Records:
-------

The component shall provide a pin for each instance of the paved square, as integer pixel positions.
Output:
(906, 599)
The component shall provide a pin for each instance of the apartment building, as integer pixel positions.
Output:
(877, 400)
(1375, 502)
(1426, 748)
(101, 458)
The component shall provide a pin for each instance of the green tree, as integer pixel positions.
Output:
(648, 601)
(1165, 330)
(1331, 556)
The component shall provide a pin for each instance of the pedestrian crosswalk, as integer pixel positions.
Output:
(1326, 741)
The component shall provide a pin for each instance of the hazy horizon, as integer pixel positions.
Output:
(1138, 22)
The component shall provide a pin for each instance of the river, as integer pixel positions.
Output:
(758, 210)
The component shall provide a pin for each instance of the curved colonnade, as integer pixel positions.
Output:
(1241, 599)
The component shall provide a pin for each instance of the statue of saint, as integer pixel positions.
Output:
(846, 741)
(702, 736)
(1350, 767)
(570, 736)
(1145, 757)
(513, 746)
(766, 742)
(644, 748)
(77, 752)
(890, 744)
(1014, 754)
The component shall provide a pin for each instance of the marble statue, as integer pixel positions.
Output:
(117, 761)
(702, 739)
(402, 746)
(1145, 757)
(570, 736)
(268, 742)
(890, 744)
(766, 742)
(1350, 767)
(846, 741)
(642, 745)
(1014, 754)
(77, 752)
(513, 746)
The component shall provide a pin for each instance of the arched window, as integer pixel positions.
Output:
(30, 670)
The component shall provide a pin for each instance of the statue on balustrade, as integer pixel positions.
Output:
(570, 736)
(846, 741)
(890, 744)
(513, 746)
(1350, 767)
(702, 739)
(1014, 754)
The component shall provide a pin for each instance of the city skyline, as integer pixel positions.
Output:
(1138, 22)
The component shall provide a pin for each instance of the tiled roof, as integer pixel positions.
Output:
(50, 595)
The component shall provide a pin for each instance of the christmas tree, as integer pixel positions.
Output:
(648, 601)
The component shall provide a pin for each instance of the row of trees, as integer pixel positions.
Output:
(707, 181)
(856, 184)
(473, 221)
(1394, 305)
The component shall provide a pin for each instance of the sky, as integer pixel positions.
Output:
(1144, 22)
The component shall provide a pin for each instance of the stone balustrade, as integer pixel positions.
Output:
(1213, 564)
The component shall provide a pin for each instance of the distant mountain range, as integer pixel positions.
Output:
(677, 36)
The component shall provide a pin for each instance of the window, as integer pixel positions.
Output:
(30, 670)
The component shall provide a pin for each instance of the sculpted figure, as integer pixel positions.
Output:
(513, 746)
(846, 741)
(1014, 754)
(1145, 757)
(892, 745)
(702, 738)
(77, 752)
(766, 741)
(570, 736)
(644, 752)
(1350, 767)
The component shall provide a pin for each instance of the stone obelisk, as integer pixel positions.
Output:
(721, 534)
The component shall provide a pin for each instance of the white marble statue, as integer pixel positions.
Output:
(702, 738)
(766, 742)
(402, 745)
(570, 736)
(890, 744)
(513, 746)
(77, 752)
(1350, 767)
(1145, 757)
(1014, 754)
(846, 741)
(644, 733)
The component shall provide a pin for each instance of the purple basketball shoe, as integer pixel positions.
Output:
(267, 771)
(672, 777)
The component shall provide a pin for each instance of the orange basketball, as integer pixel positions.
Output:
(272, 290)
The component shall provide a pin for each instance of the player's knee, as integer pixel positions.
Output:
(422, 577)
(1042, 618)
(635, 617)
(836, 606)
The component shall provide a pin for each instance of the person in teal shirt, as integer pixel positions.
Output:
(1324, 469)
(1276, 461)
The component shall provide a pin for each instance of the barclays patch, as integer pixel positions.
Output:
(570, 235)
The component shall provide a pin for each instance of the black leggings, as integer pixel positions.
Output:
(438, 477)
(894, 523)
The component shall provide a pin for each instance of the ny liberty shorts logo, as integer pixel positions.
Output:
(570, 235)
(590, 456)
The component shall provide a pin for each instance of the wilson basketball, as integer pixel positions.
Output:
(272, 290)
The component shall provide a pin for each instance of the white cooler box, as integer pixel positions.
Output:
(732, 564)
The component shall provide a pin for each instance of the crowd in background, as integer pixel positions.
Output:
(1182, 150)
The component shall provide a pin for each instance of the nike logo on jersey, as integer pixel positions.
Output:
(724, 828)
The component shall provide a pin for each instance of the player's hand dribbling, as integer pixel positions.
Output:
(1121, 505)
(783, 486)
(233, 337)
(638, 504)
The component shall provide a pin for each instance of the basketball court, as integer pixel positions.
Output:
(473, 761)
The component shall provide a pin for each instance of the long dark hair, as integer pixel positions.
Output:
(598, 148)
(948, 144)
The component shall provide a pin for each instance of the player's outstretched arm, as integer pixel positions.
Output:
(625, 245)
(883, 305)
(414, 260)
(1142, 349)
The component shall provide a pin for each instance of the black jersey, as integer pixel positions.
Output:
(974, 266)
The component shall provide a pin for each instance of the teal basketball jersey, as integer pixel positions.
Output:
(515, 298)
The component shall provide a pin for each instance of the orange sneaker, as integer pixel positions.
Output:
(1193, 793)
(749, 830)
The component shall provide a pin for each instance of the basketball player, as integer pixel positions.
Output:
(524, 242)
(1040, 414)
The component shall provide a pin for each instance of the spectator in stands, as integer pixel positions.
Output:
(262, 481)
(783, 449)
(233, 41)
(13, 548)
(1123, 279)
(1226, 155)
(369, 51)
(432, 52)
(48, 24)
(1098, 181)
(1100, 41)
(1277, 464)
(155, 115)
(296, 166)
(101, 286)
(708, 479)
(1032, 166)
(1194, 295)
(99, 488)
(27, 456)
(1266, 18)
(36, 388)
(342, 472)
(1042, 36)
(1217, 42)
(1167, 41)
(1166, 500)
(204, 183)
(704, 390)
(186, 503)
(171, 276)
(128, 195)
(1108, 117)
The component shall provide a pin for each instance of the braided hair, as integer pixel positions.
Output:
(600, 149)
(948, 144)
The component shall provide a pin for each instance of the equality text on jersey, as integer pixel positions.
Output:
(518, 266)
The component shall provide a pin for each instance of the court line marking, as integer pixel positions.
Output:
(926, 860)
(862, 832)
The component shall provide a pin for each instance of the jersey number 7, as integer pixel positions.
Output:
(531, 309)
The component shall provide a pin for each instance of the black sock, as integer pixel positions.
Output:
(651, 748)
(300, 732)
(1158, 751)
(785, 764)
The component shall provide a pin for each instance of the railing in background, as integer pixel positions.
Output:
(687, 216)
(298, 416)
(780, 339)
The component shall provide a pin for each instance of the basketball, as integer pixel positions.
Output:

-------

» **BRIEF**
Output every one of the records above verbatim, reproducing each line without alteration.

» **SOLUTION TO THE PROBLEM**
The component shall provide a pin for each instance of the paved square, as integer pixel positions.
Output:
(906, 599)
The component shall provide a pin for each instance of the apartment building, as integer pixel positions.
Output:
(877, 400)
(1375, 502)
(1426, 748)
(101, 458)
The component shall provide a pin for each instance of the green tree, as integer pixel positions.
Output:
(648, 601)
(1165, 330)
(1331, 556)
The component shall provide a pin for each instance of the pedestrian crosswalk, as integer pixel positions.
Output:
(1326, 741)
The component shall provide a pin for each instance of the hazy horizon, as integer pixel positions.
Output:
(1138, 22)
The component shall provide a pin for each instance of the river, as integer pixel positions.
Output:
(758, 210)
The component shall provide a pin for each instance of the curved colonnade, as integer pixel positions.
Output:
(1241, 599)
The component shall provide a pin for each instance of the statue of saint, as integer pixel positions.
Output:
(846, 741)
(702, 736)
(1350, 767)
(570, 736)
(1145, 757)
(513, 746)
(766, 742)
(644, 748)
(77, 752)
(890, 744)
(1014, 754)
The component shall provide a pin for each instance of the marble statue, as integer pixel positions.
Output:
(117, 761)
(702, 739)
(402, 746)
(1145, 757)
(570, 736)
(268, 742)
(890, 744)
(766, 742)
(1350, 767)
(846, 741)
(642, 745)
(1014, 754)
(77, 752)
(513, 746)
The component shall provide a pin for each instance of the arched window, as integer pixel positions.
Output:
(30, 670)
The component shall provide a pin for each instance of the statue on balustrade, as integer pixel positions.
Output:
(570, 736)
(846, 741)
(890, 744)
(513, 746)
(1350, 767)
(702, 739)
(1014, 754)
The component shall provide a pin for each instance of the city skyline, as integer pixel positions.
Output:
(1138, 22)
The component shall provide a pin for each instance of the tiled roof, as integer pixel positions.
Output:
(50, 595)
The component shall provide a pin for each instance of the christmas tree, as integer pixel positions.
Output:
(648, 601)
The component shall provide a pin for each instance of the row of trees, as integer pixel positions.
Output:
(707, 181)
(856, 184)
(473, 221)
(1394, 305)
The component shall provide a pin for each instance of the sky, as integer pixel positions.
Output:
(1144, 22)
The component shall provide a pin for each instance of the stone balustrade, as integer pixel positions.
Output:
(1213, 564)
The component shall provide a pin for each instance of the distant mountain range, as integer pixel positions.
Output:
(677, 36)
The component shall provide a pin for each instance of the window, as integer pixel positions.
Output:
(30, 670)
The component shall provide a pin for each instance of the sculpted figure, as integer pixel positions.
Output:
(513, 746)
(846, 741)
(1014, 754)
(1145, 757)
(892, 745)
(702, 738)
(77, 752)
(766, 741)
(570, 736)
(644, 752)
(1350, 767)
The component shall provide a pin for each instance of the stone obelisk, as integer pixel positions.
Output:
(721, 534)
The component shall provide a pin for each instance of the white marble statue, as integer pixel positions.
Output:
(702, 738)
(766, 742)
(402, 745)
(570, 736)
(890, 744)
(513, 746)
(77, 752)
(1350, 767)
(1145, 757)
(1014, 754)
(846, 741)
(644, 733)
The component shall provide a pin for each instance of the purple basketball shoe, as integer pixel positions.
Output:
(267, 771)
(672, 777)
The component shall provide a pin for each instance of the orange basketball, as integer pixel positions.
Output:
(272, 290)
The component shall provide a pin for each instance of the player's knee, as integer pixel positions.
Output:
(422, 577)
(1042, 618)
(635, 617)
(836, 606)
The component shall provide a pin for each instance of the person in teal shirt, as integer pixel positions.
Output:
(1324, 469)
(1276, 461)
The component shall provide a pin for each instance of the barclays patch, as integer pixel positions.
Output:
(570, 235)
The component shall provide a pin for each instance of the black leggings, as integer pixel positions.
Output:
(438, 477)
(894, 523)
The component shall provide a pin for each instance of the ny liberty shorts logo, as integer pixel positions.
Output:
(570, 235)
(590, 456)
The component shall provide a pin for each instance of the wilson basketball, as integer pixel positions.
Output:
(272, 290)
The component shall provide a pin for each instance of the white cooler box, as integer pixel positions.
Output:
(732, 564)
The component shall provide a pin for each instance of the crowd in background, as integer pixel positions.
Output:
(1182, 150)
The component shall provide a pin for each instance of the nike logo on jersey, as integer pixel positions.
Output:
(724, 828)
The component shall provide a pin for each instance of the player's hand dribbling, as integer pixel positions.
Output:
(1121, 505)
(783, 486)
(233, 337)
(638, 504)
The component shall provide a pin for each instance of the basketball court, as integer pixel positions.
Output:
(473, 761)
The component shall provide a pin for each instance of the long dark hair, as integer pixel positions.
Output:
(598, 148)
(948, 144)
The component shall provide a pin for each instance of the player's outstretched arm, as integer pixel positions.
Output:
(625, 245)
(883, 305)
(414, 260)
(1142, 349)
The component shall provide a pin for each instance of the black jersey, as integer pixel positions.
Output:
(974, 266)
The component shall provide a pin for each instance of the teal basketball jersey, as integer pixel positions.
Output:
(515, 298)
The component shall provide a pin for each instance of the orange sneaker, as integer pixel positions.
Output:
(1193, 793)
(749, 830)
The component shall provide a pin for each instance of the basketball player, as integer pixel positions.
Output:
(524, 242)
(1040, 414)
The component shall provide a pin for each instance of the spectator in stands, as integer pixel positions.
Output:
(262, 481)
(783, 449)
(233, 41)
(13, 548)
(1123, 279)
(1226, 155)
(369, 51)
(432, 52)
(48, 24)
(1098, 181)
(1100, 41)
(1277, 464)
(155, 115)
(296, 166)
(101, 286)
(708, 479)
(1032, 166)
(1194, 295)
(99, 488)
(27, 456)
(1266, 18)
(36, 388)
(342, 472)
(1042, 36)
(1217, 42)
(1167, 41)
(1166, 500)
(204, 183)
(704, 390)
(186, 503)
(171, 276)
(128, 195)
(1108, 117)
The component shall provide a pin for each instance of the braided hair, as integer pixel positions.
Output:
(600, 149)
(948, 144)
The component shall provide a pin for each instance of the equality text on jersey, as integer pixel positions.
Output:
(518, 266)
The component shall provide a pin for each instance of the court line marking, as integer pixel positions.
Output:
(926, 860)
(862, 832)
The component shall provide a pin for each instance of the jersey number 7, as integer pixel positions.
Output:
(531, 309)
The component shall provide a pin for each instance of the black sock, as integer pixel positions.
Output:
(651, 748)
(300, 732)
(1158, 751)
(785, 764)
The component shall provide a pin for each instance of the railing in background, as integer pixel positions.
Output:
(687, 216)
(298, 416)
(780, 339)
The component shall provide a pin for each instance of the basketball, as integer pixel positions.
Output:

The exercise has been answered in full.